## WRITTEN PROBLEM A
In the records, from the line with "the wooden a-frame" through the end of the records, swap "drinking glass" for "water glass" and leave everything else unchanged. Give only those lines.

Wednesday, November 11, 2015

This Seems So True

The following was taken off of Face Book. After reading it I felt that I should share it here. I hope at the very least it makes you stop and think.

Apparently the White House referred to Christmas Trees as Holiday Trees for the first time this year, which prompted Ben Stein, to say, on CBS Sunday Morning,
My confession: I am a Jew, and every single one of my ancestors was Jewish. And it does not bother me even a little bit when people call those beautiful lit up, bejewelled trees, Christmas trees. I don't feel threatened. I don't feel discriminated against. That's what they are, Christmas trees.
It doesn't bother me a bit when people say, 'Merry Christmas' to me. I don't think they are slighting me or getting ready to put me in a ghetto. In fact, I kind of like it. It shows that we are all brothers and sisters celebrating this happy time of year. It doesn't bother me at all that there is a manger scene on display at a key intersection near my beach house in Malibu. If people want a nativity scene, it's just as fine with me as is the Menorah a few hundred yards away.

## DATA LISTING
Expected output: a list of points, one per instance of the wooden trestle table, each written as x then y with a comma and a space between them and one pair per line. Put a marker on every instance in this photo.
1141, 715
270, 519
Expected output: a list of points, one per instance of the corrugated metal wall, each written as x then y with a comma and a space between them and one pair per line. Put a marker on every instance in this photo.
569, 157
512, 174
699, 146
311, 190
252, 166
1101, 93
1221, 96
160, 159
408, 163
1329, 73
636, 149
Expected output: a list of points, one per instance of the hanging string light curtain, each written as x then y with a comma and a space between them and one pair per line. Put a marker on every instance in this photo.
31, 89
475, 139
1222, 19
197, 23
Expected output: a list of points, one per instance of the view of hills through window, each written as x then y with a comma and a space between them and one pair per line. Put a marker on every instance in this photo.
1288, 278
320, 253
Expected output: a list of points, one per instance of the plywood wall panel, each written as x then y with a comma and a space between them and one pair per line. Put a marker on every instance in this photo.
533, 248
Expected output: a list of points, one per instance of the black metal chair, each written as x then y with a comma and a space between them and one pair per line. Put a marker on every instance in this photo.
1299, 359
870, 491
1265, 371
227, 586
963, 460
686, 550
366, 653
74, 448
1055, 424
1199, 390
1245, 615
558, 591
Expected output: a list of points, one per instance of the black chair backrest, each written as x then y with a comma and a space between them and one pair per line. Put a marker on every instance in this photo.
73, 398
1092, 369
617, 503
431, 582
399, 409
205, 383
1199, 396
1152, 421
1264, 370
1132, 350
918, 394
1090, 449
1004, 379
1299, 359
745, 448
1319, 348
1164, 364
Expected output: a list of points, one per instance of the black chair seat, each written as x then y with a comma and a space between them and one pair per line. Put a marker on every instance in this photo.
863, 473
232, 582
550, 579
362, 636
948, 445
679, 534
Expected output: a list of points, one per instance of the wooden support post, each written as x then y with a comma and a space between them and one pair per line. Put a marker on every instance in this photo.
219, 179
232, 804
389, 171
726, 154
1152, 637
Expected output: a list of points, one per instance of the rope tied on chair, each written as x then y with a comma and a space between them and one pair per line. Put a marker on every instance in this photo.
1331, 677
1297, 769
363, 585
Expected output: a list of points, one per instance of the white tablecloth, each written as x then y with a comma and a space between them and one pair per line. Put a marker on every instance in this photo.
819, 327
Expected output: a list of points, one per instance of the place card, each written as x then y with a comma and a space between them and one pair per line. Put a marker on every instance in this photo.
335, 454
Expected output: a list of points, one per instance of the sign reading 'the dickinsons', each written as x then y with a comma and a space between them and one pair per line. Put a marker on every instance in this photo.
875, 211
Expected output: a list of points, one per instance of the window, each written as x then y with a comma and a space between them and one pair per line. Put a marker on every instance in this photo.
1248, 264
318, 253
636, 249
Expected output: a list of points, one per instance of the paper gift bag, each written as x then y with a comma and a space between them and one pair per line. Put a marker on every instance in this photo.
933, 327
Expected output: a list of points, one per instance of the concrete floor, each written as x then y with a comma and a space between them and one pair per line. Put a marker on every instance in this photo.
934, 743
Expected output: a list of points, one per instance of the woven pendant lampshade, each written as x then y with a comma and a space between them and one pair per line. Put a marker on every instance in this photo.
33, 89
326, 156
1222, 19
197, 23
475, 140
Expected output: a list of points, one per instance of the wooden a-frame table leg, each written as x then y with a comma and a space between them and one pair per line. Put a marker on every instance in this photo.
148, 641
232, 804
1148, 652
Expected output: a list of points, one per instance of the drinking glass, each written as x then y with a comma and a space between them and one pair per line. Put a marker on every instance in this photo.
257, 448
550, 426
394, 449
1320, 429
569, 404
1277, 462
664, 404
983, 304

## WRITTEN PROBLEM B
Transcribe the passage from the piece about Christmas trees, from "It doesn't bother me a bit" to "hundred yards away.".

## CORRECT ANSWER A
Expected output: a list of points, one per instance of the wooden a-frame table leg, each written as x then y with a comma and a space between them and one pair per line. Put a marker on every instance in this photo.
148, 641
232, 804
1148, 652
Expected output: a list of points, one per instance of the water glass, each written as x then y with a comma and a space between them and one pair per line. Put a marker on every instance in this photo.
257, 448
550, 426
394, 449
1320, 429
569, 404
1277, 462
664, 404
983, 304

## CORRECT ANSWER B
It doesn't bother me a bit when people say, 'Merry Christmas' to me. I don't think they are slighting me or getting ready to put me in a ghetto. In fact, I kind of like it. It shows that we are all brothers and sisters celebrating this happy time of year. It doesn't bother me at all that there is a manger scene on display at a key intersection near my beach house in Malibu. If people want a nativity scene, it's just as fine with me as is the Menorah a few hundred yards away.